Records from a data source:

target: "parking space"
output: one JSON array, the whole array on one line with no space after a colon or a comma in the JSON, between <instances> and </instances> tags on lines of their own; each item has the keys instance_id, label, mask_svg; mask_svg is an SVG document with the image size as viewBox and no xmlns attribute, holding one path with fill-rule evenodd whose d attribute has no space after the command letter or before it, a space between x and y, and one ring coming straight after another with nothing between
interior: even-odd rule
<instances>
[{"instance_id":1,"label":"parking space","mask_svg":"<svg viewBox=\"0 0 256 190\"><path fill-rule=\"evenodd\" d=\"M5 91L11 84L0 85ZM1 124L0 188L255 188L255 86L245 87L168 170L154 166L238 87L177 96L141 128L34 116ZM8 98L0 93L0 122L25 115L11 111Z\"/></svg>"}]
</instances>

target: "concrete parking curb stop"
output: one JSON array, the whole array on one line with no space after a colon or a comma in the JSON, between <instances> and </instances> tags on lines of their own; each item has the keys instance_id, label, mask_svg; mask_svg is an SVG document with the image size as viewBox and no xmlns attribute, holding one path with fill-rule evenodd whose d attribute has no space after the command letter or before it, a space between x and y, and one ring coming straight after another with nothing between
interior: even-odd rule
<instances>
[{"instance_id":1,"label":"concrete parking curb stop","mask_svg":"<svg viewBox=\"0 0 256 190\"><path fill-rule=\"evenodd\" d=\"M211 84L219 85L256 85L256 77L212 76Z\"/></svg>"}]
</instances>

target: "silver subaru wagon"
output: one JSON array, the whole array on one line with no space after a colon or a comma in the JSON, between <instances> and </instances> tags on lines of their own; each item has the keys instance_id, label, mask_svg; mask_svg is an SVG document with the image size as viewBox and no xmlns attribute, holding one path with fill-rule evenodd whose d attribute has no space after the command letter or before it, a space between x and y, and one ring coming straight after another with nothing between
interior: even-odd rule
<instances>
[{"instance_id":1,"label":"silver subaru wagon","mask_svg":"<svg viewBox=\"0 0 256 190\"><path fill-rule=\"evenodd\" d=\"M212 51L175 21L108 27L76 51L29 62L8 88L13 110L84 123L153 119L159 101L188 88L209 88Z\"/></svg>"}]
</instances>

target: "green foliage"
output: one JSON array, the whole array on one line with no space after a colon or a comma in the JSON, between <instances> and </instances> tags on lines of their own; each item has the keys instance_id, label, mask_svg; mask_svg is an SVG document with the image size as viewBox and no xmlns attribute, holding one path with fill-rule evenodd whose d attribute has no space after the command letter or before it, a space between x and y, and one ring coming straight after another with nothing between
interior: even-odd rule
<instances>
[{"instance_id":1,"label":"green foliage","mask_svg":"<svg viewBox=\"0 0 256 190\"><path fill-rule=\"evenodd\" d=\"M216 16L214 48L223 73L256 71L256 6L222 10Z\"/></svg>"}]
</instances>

TASK PROMPT: Output all of the data above without any alteration.

EXERCISE RESULT:
target: "parking space"
output: one JSON array, the whole array on one line with no space after a colon or a comma in the JSON, between <instances> and </instances> tags on lines of their own; each item has the keys instance_id, label, mask_svg; mask_svg is an SVG document with the image size as viewBox and no xmlns attribute, holding one path with fill-rule evenodd whose d attribute has no space after the command letter or before it, a space between x and y, and one ring coming straight after another with nothing between
interior: even-odd rule
<instances>
[{"instance_id":1,"label":"parking space","mask_svg":"<svg viewBox=\"0 0 256 190\"><path fill-rule=\"evenodd\" d=\"M5 91L11 84L0 85ZM1 124L0 188L255 188L255 86L245 87L168 170L154 166L238 87L177 96L141 128L34 116ZM8 98L0 93L0 122L25 115L11 111Z\"/></svg>"}]
</instances>

target: "concrete parking curb stop"
output: one JSON array, the whole array on one line with no space after a colon or a comma in the JSON, between <instances> and </instances> tags on lines of their own; each item has the keys instance_id, label, mask_svg; mask_svg is an SVG document with the image size as viewBox and no xmlns attribute, holding one path with fill-rule evenodd whose d attribute has no space after the command letter or before it, a space between x and y, and one ring coming straight after another with nothing between
interior: even-odd rule
<instances>
[{"instance_id":1,"label":"concrete parking curb stop","mask_svg":"<svg viewBox=\"0 0 256 190\"><path fill-rule=\"evenodd\" d=\"M211 84L219 85L256 85L256 77L212 76Z\"/></svg>"}]
</instances>

target: "silver subaru wagon"
output: one JSON array, the whole array on one line with no space after a colon or a comma in the JSON, between <instances> and </instances> tags on lines of their own; each item has the keys instance_id, label, mask_svg; mask_svg is an SVG document with the image size as viewBox and no xmlns attribute, holding one path with fill-rule evenodd whose d attribute has no space after the command letter or before it, a space between x and y, and one ring coming straight after another with nothing between
interior: even-odd rule
<instances>
[{"instance_id":1,"label":"silver subaru wagon","mask_svg":"<svg viewBox=\"0 0 256 190\"><path fill-rule=\"evenodd\" d=\"M212 51L175 21L108 27L76 51L29 62L8 88L13 110L84 123L153 119L159 101L188 88L209 88Z\"/></svg>"}]
</instances>

target: "green foliage"
output: one JSON array, the whole array on one line with no space after a colon or a comma in the JSON, between <instances> and </instances> tags on lines of their own; each item has the keys instance_id, label, mask_svg; mask_svg is an SVG document with the image size as viewBox and no xmlns attribute, holding one path with fill-rule evenodd whose d attribute has no space after the command letter or before it, a space between x and y, and one ring coming straight after another with nothing between
interior: even-odd rule
<instances>
[{"instance_id":1,"label":"green foliage","mask_svg":"<svg viewBox=\"0 0 256 190\"><path fill-rule=\"evenodd\" d=\"M216 16L214 48L223 73L256 71L256 6L222 10Z\"/></svg>"}]
</instances>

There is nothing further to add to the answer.